All lines from the one that mentions "Target: bare arm" through the last of the entries below must be copied exactly, with both ends kept.

---- Excerpted records

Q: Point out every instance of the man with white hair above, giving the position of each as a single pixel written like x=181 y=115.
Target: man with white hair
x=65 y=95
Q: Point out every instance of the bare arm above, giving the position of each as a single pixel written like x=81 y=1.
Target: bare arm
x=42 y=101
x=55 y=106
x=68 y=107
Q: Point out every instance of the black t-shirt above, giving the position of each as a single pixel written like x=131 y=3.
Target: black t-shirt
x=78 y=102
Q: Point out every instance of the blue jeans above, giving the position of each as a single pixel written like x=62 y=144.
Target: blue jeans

--------

● Reply to the exercise:
Target: bare arm
x=42 y=101
x=55 y=106
x=68 y=107
Q: Point out every instance of the black t-shirt above, giving the position of each as a single pixel written like x=131 y=3.
Target: black t-shirt
x=78 y=102
Q: Point out every instance of the blue jeans above, giving the position of each as a single pixel written like x=62 y=144.
Target: blue jeans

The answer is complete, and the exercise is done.